[TEXT SHOWN]

Cook Medical is engaged in two clinical studies that will provide additional data on the safety and effectiveness of inferior vena cava filters.
The first study, the Cook Inferior Vena Cava Filter (CIVC) study, will add to Cook’s existing clinical data on its commercially available inferior vena cava filters. This includes three previous studies including more than 1,300 patients treated with Cook inferior vena cava filters. CIVC will also address filter safety concerns expressed in the 2010 and 2014 safety communications from the US Food and Drug Administration (FDA). The study’s primary endpoints will be technical placement success and one-year freedom from new symptomatic pulmonary embolism, and one-year freedom from major adverse events.
CIVC will collect additional safety and effectiveness data on Cook’s permanent and retrievable filters. Enrolment in the CIVC study began in March 2014. Up to 470 patients at up to 40 international sites will be enrolled in the study.

[STUDY MATERIAL]

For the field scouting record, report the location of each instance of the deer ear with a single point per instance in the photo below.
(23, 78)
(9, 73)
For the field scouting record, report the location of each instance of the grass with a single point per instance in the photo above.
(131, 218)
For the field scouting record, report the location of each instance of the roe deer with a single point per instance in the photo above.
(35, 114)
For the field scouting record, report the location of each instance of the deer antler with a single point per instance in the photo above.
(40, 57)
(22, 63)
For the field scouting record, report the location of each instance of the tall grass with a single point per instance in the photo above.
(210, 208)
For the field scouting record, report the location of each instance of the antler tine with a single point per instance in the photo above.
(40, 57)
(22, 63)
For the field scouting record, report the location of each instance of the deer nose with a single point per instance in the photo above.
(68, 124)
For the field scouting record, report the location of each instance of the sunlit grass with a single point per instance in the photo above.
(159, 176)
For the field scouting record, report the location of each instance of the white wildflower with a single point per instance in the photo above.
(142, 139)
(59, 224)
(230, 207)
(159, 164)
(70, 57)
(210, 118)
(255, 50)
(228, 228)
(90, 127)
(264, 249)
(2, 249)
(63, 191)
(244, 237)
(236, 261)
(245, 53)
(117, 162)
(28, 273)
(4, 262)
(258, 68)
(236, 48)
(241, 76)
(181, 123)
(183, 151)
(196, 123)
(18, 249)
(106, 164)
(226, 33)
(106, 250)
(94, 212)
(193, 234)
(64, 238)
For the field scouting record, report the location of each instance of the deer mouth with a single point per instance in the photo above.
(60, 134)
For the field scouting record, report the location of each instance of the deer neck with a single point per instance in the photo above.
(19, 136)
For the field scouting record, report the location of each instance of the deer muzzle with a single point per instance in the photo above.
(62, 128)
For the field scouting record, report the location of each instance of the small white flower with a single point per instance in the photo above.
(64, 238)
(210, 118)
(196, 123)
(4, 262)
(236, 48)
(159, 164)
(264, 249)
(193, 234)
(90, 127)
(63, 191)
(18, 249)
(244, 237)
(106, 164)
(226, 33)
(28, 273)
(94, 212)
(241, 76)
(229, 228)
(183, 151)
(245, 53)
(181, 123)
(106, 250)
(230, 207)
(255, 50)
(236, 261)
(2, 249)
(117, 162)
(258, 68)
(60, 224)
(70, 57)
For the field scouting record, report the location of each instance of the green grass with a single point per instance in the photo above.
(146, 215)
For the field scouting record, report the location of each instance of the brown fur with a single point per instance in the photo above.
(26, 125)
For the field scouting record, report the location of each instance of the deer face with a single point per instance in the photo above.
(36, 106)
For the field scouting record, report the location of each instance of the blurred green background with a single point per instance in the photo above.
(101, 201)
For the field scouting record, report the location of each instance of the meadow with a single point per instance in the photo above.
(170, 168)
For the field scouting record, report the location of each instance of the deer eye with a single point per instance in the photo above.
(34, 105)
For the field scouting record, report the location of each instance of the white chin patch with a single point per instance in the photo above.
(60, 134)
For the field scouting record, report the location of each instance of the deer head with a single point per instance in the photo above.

==

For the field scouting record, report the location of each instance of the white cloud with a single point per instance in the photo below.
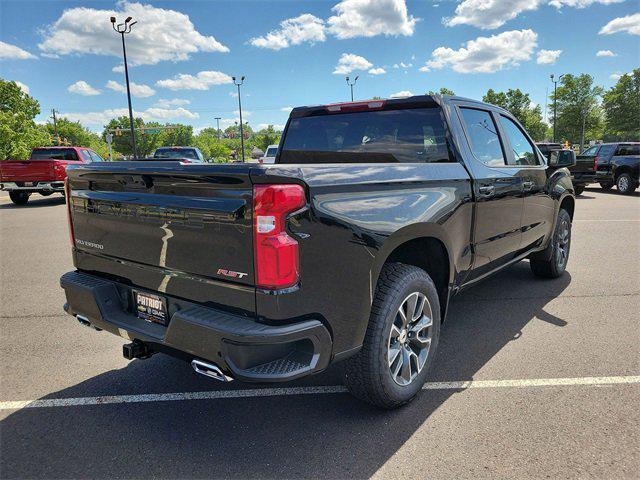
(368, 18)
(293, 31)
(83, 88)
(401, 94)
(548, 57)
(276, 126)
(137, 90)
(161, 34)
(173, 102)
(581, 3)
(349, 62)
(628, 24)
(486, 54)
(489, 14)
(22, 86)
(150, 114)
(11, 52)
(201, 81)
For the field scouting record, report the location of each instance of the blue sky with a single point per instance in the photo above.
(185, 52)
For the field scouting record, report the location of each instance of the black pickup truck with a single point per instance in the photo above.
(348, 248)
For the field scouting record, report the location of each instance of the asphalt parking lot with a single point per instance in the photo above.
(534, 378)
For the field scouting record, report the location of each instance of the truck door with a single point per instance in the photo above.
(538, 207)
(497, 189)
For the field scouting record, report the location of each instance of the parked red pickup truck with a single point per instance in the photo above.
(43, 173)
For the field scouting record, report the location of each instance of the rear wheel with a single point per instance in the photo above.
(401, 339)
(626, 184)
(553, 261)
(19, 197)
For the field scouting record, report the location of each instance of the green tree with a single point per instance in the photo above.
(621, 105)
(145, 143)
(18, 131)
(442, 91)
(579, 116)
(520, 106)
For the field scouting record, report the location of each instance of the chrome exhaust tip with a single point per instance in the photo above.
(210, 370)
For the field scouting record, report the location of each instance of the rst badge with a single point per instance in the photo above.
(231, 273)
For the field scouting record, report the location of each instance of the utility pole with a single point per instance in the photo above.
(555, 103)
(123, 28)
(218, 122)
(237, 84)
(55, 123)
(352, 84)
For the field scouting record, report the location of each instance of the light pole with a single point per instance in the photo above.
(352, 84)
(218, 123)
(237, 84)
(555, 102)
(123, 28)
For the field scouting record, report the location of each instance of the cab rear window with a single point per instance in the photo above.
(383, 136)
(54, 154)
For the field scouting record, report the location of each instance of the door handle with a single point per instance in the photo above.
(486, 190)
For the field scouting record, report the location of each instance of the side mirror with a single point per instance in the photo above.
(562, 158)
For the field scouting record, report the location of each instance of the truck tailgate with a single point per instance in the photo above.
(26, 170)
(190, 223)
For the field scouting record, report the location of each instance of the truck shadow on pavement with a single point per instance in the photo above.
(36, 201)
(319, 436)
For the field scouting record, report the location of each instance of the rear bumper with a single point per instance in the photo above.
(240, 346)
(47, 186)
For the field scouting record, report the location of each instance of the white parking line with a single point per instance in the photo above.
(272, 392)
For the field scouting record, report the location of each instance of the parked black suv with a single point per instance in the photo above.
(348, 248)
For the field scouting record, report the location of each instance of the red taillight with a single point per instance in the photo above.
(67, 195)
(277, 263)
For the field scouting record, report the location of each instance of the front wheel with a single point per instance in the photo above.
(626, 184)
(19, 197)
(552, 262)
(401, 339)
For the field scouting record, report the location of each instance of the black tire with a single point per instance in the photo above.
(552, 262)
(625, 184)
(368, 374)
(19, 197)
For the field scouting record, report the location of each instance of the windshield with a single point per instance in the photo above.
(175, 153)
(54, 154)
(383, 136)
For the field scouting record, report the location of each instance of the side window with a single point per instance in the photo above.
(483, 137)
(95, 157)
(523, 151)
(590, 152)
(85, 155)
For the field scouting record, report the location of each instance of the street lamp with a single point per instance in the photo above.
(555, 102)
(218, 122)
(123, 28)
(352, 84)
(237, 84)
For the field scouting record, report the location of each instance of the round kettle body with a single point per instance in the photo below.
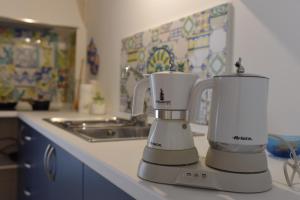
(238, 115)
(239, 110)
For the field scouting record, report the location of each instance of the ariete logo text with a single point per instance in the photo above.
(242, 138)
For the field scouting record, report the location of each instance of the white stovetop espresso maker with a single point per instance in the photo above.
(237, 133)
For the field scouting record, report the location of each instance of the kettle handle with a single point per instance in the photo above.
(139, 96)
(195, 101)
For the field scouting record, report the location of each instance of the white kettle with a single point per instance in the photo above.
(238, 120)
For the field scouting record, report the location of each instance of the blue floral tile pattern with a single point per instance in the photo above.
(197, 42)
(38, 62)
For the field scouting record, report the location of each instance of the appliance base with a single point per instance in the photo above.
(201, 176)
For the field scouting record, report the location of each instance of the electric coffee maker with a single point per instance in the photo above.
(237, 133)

[EXERCISE TASKS]
A. Pull out everything in the vena cava filter text from "Cook Medical is" down to "major adverse events.", word for word.
B. Put this sentence from the vena cava filter text into Spanish: "CIVC will collect additional safety and effectiveness data on Cook’s permanent and retrievable filters."
C. Write what comes next in the vena cava filter text, starting after its last sentence.
Nothing in the rows has any bearing here.

[ANSWERS TO THE PROBLEMS]
A.
Cook Medical is engaged in two clinical studies that will provide additional data on the safety and effectiveness of inferior vena cava filters.
The first study, the Cook Inferior Vena Cava Filter (CIVC) study, will add to Cook’s existing clinical data on its commercially available inferior vena cava filters. This includes three previous studies including more than 1,300 patients treated with Cook inferior vena cava filters. CIVC will also address filter safety concerns expressed in the 2010 and 2014 safety communications from the US Food and Drug Administration (FDA). The study’s primary endpoints will be technical placement success and one-year freedom from new symptomatic pulmonary embolism, and one-year freedom from major adverse events.

B. El CIVC recopilará datos adicionales de seguridad y eficacia sobre los filtros permanentes y recuperables de Cook.

C.
The second study, the PRESERVE study, will involve collaboration between Cook, the Society for Vascular Surgery, the Society of Interventional Radiology, the FDA, and other filter manufacturers, and will enroll patients in the USA only.
“Cook believes in providing physicians the data they need to make the best decisions possible when treating patients. In this case, these two studies should go a long way toward adding to the medical science on inferior vena cava filters,” says Mark Breedlove, vice president and global business unit leader for Cook Medical’s Peripheral Intervention clinical division.